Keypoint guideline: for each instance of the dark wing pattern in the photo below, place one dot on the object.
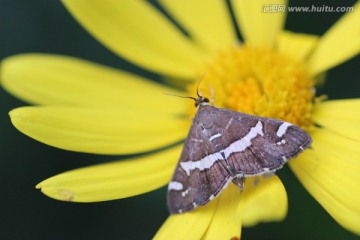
(224, 145)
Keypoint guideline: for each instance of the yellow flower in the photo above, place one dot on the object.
(91, 108)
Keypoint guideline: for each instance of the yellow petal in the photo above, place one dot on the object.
(208, 22)
(340, 116)
(60, 80)
(114, 180)
(226, 224)
(264, 202)
(190, 225)
(330, 172)
(340, 43)
(106, 131)
(296, 45)
(258, 24)
(138, 32)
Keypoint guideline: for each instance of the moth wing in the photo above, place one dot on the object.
(263, 144)
(189, 189)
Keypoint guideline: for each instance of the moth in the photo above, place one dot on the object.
(225, 146)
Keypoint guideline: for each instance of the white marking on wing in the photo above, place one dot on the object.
(214, 136)
(237, 146)
(175, 186)
(282, 129)
(184, 193)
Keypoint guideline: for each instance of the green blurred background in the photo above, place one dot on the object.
(45, 26)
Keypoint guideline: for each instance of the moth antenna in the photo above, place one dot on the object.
(170, 94)
(212, 96)
(197, 87)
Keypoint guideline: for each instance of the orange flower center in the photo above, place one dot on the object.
(261, 82)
⁂
The request: Reproduce every line above word for word, but leave out the picture.

Solution to this task:
Keypoint guideline: for each instance of the dark wing pattern in the photo below, place one dot on the object.
(224, 145)
Keypoint guideline: for each instance of the yellow flower in the photo above, place one dot on the object.
(91, 108)
Keypoint guideline: for each instance of the yellow petal in the photo above, place one dot on the object.
(208, 22)
(340, 116)
(60, 80)
(114, 180)
(226, 224)
(264, 202)
(190, 225)
(330, 172)
(340, 43)
(106, 131)
(296, 45)
(258, 24)
(138, 32)
Keypoint guideline: for each instance of the moth wing in the photo above, place one dot on the object.
(263, 144)
(189, 189)
Keypoint guideline: for each instance of the moth in the photo above, place one dot on the object.
(225, 146)
Keypoint guideline: for each instance of the white marking on wing in the photo above, place one dot on the object.
(214, 136)
(237, 146)
(175, 186)
(282, 129)
(184, 193)
Keypoint guideline: for each instance of the green blurred background in the photo above, place one dot on the object.
(45, 26)
Keypoint guideline: for each instance of the moth antenna in the photo above, place one dot on the object.
(170, 94)
(212, 96)
(197, 87)
Keypoint guideline: for each instance of the orange flower center in the photo above, place one dot on the object.
(261, 82)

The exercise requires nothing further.